_Required actions_.
[1] Retype the benefits policy article word for word, everything from "Like Safe and" down to "and other organizations.".
[2] Continue the benefits policy article from its last sentence.

_Selected text_.
====

A 2020 Vision follows the Council’s previous strategic plan, Safe and Sound: A Ten-Year Plan for Promoting Personal Financial Security, issued in 2004. In light of the landmark health and retirement policy legislation enacted over the past decade, and the extraordinary changes in the way companies are now operating, the Council’s Policy Board of Directors in May 2013 approved the establishment of a task force to develop a new strategic plan. A 2020 Vision is the result of that effort.
Like Safe and Sound, A 2020 Vision recognizes that in the future, the three main stakeholders in the benefits system will continue to be individuals, employers and the government, although the roles of each one will evolve. The new plan not only sets forth the Council’s own policy advocacy agenda, but provides a benchmark against which to measure proposals from legislators, regulators and other organizations.
As stated by Council President James Klein in a news release announcing the plan, "This strategic plan is the result of — and a guide to — a collaborative effort to deliver on the promise of employer-sponsored plans."
The task force members devoted countless hours of time and effort, for which the Council is grateful to them and to the companies that made their participation possible. Wilma Schopp (Sigma Aldrich Corporation), who chaired the Council’s Policy Board of Directors from 2013 to early 2014, led the task force and helped solidify the vision for the strategic plan. Janet Boyd, who succeeded Wilma as Policy Board chair, shepherded the project to completion. Evidence of their leadership is the unanimous adoption of the new strategic plan by the Policy Board of Directors.
The task force members also included: Beth Ewing (FedEx Corporation), Tresia Franklin (Hallmark Cards, Inc.), Jim Gemus (Prudential Financial, Inc.), Alan Glickstein (Towers Watson), Lois Lourie (AbbVie Inc.), Randy Moon (Lowe’s Companies, Inc.), Bob Seng (Target Corporation), Belinda Sharp (Ruby Tuesday), Jesse Stephan (Phillips 66) and Julie Wirt (Intel Corporation). The task force was assisted greatly by an excellent team from Towers Watson that facilitated the process.
The Council will continue to provide additional updates and materials related to A 2020 Vision. All of these materials can be found on the Council’s special 2020 Page. For more information on the development or the content of the strategic plan, contact Council President James Klein at (202) 289-6700.
Portman, Cardin Introduce Bill Addressing Frozen Defined Benefit Plan Nondiscrimination Issue
Senators Benjamin Cardin (D-MD) and Rob Portman (R-OH), both members of the Senate Finance Committee, introduced legislation on September 22 to address the inadvertent harmful effects of ERISA’s nondiscrimination rules on plans that exempt some or all of a defined benefit plan’s existing participants from changes to the plan.
As we have previously reported, the increasingly necessary practice of defined benefit plan sponsors " soft freezing" their plans (closing them to new entrants) has created new challenges for employers. These plan sponsors have used various approaches to assist older employees with the transition to the new system. However, over time, some of these transition approaches can become technically inconsistent with current regulations prohibiting discrimination in favor of highly compensated employees. Generally, to avoid claims of nondiscrimination, both the old and new plans must pass one of three tests (requiring the plans to (1) be primarily defined benefit in character, (2) be broadly available, or (3) meet minimum benefit formula standards) before they can combine the plans for another round of nondiscrimination testing.

====

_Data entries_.
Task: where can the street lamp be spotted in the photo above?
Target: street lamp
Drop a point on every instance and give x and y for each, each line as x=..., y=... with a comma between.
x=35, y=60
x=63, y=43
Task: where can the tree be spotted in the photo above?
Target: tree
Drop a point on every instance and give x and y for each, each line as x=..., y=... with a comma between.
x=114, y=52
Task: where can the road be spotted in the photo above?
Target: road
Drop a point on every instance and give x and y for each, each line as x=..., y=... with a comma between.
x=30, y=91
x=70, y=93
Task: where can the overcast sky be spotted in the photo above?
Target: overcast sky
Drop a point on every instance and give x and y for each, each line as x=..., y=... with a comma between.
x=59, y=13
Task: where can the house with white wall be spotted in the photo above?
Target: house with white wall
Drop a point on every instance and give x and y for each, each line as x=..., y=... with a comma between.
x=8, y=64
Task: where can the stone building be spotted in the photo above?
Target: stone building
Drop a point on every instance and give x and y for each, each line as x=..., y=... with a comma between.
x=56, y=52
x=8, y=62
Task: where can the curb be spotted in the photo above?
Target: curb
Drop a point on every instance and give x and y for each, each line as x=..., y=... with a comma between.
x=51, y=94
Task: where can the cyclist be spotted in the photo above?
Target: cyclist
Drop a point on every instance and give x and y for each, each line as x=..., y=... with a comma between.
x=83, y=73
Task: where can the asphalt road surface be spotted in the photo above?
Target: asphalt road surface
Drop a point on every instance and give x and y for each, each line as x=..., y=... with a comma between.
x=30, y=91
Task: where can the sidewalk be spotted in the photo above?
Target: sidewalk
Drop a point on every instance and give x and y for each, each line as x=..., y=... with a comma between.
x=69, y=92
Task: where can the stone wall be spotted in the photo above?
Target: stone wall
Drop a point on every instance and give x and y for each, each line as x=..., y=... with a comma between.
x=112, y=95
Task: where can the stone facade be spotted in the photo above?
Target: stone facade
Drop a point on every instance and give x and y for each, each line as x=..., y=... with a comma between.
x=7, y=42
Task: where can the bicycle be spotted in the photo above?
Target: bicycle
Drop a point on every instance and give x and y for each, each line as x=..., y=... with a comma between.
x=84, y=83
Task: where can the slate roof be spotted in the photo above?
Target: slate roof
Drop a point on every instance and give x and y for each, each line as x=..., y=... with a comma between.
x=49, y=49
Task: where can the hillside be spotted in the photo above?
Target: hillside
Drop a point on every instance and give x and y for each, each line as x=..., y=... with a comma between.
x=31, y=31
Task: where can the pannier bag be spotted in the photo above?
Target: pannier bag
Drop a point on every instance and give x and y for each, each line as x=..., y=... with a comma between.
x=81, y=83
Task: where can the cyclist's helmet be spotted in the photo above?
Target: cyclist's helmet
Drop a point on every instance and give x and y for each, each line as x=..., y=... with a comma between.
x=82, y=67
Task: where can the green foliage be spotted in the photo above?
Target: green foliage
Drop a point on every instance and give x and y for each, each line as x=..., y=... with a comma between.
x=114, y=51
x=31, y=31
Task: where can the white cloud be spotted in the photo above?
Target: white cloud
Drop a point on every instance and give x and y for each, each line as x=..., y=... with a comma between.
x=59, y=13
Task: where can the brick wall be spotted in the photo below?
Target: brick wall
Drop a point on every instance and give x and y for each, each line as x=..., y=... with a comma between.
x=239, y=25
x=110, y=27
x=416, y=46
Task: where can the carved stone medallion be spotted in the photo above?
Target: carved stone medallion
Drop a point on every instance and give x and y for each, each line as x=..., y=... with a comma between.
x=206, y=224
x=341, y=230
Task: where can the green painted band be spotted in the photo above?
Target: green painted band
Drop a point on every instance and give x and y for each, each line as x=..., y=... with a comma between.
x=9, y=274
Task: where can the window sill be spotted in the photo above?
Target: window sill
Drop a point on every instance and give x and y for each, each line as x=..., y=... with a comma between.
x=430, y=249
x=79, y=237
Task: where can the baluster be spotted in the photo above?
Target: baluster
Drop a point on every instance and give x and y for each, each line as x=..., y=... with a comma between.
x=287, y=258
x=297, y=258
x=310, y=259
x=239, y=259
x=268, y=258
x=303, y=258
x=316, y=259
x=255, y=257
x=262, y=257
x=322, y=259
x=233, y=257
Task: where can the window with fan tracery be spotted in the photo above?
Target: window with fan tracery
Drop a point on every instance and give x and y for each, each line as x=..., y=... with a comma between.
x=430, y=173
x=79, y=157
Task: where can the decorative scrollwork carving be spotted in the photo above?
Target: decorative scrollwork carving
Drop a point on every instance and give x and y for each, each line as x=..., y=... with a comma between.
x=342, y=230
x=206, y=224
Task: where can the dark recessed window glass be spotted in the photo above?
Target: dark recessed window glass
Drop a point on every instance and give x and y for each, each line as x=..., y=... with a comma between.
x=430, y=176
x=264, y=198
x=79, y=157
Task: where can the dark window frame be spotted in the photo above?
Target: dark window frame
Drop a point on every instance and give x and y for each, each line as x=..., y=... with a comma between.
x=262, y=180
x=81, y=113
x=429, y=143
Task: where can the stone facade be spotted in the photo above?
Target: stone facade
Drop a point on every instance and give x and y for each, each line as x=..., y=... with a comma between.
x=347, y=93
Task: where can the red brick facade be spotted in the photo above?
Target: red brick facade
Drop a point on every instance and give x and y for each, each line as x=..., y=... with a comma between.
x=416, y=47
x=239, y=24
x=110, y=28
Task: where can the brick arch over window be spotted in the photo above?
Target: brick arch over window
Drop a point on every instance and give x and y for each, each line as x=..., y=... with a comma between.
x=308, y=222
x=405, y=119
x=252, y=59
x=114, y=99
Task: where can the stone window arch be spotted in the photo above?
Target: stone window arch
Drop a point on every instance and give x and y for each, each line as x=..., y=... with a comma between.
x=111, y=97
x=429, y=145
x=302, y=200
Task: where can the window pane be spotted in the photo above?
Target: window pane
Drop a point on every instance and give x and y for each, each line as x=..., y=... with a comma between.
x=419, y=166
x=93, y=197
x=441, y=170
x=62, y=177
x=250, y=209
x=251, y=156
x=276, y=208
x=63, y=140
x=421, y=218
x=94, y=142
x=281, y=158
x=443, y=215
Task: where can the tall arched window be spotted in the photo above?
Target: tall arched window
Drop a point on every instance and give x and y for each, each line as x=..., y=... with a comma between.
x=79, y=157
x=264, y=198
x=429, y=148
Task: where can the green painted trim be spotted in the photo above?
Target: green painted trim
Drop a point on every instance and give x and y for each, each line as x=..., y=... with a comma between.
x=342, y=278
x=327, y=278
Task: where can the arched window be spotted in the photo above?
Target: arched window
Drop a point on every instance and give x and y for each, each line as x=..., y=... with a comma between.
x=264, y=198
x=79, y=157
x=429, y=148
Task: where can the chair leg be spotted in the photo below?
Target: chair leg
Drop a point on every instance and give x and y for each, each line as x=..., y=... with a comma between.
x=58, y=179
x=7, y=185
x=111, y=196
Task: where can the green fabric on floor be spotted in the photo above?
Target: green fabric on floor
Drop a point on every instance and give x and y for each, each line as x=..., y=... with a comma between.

====

_Answers by task_.
[1]
Like Safe and Sound, A 2020 Vision recognizes that in the future, the three main stakeholders in the benefits system will continue to be individuals, employers and the government, although the roles of each one will evolve. The new plan not only sets forth the Council’s own policy advocacy agenda, but provides a benchmark against which to measure proposals from legislators, regulators and other organizations.

[2]
In meetings with several members of Congress and the U.S. Treasury Department, the Council has noted that many employers have already been compelled to completely freeze pension benefits on a prospective basis (i.e. a “hard freeze” in which participants receive no further benefit accruals) because of the difficulty in meeting those tests, and this could happen on a much broader scale in the coming years if the law is not changed to prevent the nondiscrimination rules from having this adverse unintended effect. After the Internal Revenue Service (IRS) issued temporary relief (for 2014 and 2015) earlier this year, the Council filed written comments with the IRS urging a permanent solution to the problem.
According to a joint Portman-Cardin press release announcing its introduction, the Retirement Security Preservation Act (S. 2855) states that a defined benefit plan does not fail the nondiscrimination rules, or the minimum participation requirement, provided the composition of the closed class of participants in the plan meets the following requirements:
- The closed class satisfied the rules as of the date the class was closed (including the nondiscrimination rules for benefits, rights and features offered to the closed class).
- After the closing date, any plan amendments that modify the closed class (or benefits, rights and features provided to the class) satisfy the nondiscrimination rules.
The bill also provides special rules in the case of an amendment that does not satisfy the second requirement and for defined contribution plans that are tested with the closed plan.
S. 2855 would prevent these closed plans from inadvertently violating the Treasury rules prohibiting discrimination in favor of highly compensated employees, and thus help mitigate the need for “hard freezes” that would otherwise be effectively compelled by the nondiscrimination rules.
S. 2855 is very similar to H.R. 5381, a measureintroduced in the U.S. House of Representatives by Pat Tiberi (R-OH) and Richard Neal (D-MA), the chair and ranking member, respectively, of the Ways and Means Subcommittee on Select Revenue Measures. Under H.R. 5381, if a grandfathered group of employees is a nondiscriminatory group when it is first formed, it would be treated as a nondiscriminatory group permanently unless the group is modified in discriminatory ways by plan amendment.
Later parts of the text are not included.